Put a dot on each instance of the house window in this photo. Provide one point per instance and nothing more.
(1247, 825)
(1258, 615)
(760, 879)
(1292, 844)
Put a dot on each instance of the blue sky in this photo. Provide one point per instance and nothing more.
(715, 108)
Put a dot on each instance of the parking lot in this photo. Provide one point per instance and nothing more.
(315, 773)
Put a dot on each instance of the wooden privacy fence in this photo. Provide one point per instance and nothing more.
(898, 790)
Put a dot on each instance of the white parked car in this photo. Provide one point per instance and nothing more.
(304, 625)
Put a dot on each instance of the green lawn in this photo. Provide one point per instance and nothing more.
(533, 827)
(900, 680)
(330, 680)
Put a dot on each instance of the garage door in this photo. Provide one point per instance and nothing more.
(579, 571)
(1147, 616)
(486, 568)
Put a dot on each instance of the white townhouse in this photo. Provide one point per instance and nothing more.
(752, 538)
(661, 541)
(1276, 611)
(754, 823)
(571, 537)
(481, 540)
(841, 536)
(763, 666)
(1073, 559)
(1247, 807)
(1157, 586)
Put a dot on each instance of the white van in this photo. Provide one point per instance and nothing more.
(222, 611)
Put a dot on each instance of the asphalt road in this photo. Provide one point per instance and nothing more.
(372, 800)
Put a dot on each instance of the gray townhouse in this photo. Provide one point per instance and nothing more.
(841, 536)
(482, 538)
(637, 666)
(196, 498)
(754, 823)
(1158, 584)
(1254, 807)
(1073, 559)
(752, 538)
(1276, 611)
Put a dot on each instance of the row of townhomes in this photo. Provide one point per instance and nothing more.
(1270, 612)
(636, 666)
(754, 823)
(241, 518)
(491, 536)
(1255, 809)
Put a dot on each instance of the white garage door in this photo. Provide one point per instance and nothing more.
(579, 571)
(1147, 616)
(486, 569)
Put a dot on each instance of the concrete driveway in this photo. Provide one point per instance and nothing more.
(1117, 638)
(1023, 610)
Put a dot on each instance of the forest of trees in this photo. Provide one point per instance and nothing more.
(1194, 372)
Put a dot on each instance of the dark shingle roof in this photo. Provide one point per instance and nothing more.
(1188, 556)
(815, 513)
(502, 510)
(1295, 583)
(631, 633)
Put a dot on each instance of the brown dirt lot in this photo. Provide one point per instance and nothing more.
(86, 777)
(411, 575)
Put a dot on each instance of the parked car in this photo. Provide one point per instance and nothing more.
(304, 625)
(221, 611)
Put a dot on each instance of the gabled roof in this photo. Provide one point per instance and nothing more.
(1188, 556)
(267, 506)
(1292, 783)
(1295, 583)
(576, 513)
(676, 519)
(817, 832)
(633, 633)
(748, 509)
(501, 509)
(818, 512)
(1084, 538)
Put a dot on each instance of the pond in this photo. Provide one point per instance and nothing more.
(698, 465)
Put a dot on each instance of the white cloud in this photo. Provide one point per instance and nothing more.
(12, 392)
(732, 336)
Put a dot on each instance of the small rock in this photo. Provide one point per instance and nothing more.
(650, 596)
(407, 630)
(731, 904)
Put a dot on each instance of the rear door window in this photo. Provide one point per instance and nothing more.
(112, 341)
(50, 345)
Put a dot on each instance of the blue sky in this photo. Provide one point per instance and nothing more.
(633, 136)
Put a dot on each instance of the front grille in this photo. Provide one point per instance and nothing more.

→ **THE REQUEST**
Swap "Put a dot" for "Place a mark" everywhere it occurs in the rows above, and leave every other word, point, and line exactly as it is.

→ **RESPONSE**
Place a mark on each instance of the house window in this photo. Provide one point per instance and nothing more.
(1247, 825)
(1258, 615)
(760, 879)
(1292, 844)
Place a mark on each instance of the blue sky in this photo. Provide one point per instance and nothing more.
(715, 108)
Place a mark on each instance of the parking lot in this photo. Provide one point per instance and nothing more.
(315, 773)
Place a mark on each instance of the wooden privacy fence in this photo. Provide one point per instance and nothing more.
(898, 790)
Place a mark on each instance of the white parked car in this photo. Provide one point per instance and nothing more.
(304, 625)
Place a mark on each instance of the green lawn in this photo. Provide one point per instance and nothing more.
(533, 827)
(900, 680)
(330, 680)
Place a mark on each instance of the garage door in this photo. Provide one point per instance and nothing more.
(579, 571)
(1147, 616)
(486, 568)
Place a mark on each instance of the white townhouse in this photo. Provide one point per instance and nothing more.
(752, 538)
(661, 541)
(1276, 611)
(754, 823)
(571, 537)
(481, 540)
(841, 536)
(763, 666)
(1073, 559)
(1247, 807)
(1157, 586)
Place a mark on each instance of the white van in this photo. Provide one point per instance and nothing more.
(222, 611)
Place a mark on each instance of the asphalt road in this photo. Provide one point per instance and nothing more.
(372, 800)
Place a mark on each instance of the gray townhouse in this photo. Provide one point per instance and nothing more.
(841, 536)
(482, 538)
(637, 666)
(196, 498)
(754, 823)
(1158, 584)
(1254, 807)
(1073, 559)
(752, 538)
(1276, 611)
Place a mark on each instance of the row of townhomes in this photo. Provide one point per instance and nothing more.
(1270, 612)
(636, 666)
(754, 823)
(241, 518)
(491, 536)
(1255, 809)
Place a mark on each instance of the white garage door in this photo. Provide one point per instance and nothing more.
(579, 571)
(1147, 616)
(486, 569)
Place a mark on each instance of the concrete driveway in this photo. Provide one point per instance and nothing more.
(1117, 638)
(1023, 610)
Place a mark on each instance of the forest of trees in this photo. Provide one point per instance and nothing more.
(1194, 372)
Place a mark on each instance of the dark shingle roof in this photo. Provide one point per instance and nothing more.
(1188, 556)
(815, 513)
(502, 510)
(1295, 583)
(631, 633)
Place a mark on each instance of the brown dirt lot in this photo. Provide one point per instance and nothing more.
(86, 777)
(411, 575)
Place a mark on each instance of the parked car in this photo. Provide one point per instance and nothing more.
(304, 625)
(221, 611)
Place a mark on each instance of the gabled roof in this photo. Provide one point per instance and nothing more.
(1188, 556)
(267, 506)
(1292, 783)
(1295, 583)
(576, 513)
(676, 519)
(817, 832)
(633, 633)
(748, 509)
(501, 509)
(818, 512)
(1084, 538)
Place a mark on each instance of the pond in this photo. Provide one point per instance and nothing more.
(698, 465)
Place a mark on each instance of the white cloud in this photo. Provide one point per instance and nothing more.
(12, 392)
(732, 336)
Place a mark on each instance of the small rock in this photo. Provide one point per instance and nothing more.
(650, 596)
(407, 630)
(731, 904)
Place a mark on each instance of the rear door window in this photo. Provide one point per instance and nothing more.
(112, 341)
(50, 345)
Place a mark on each instance of the blue sky in this photo. Provide one point per instance and nothing more.
(633, 136)
Place a mark on each instance of the front grille in this photo. Provide one point per instance and nothing more.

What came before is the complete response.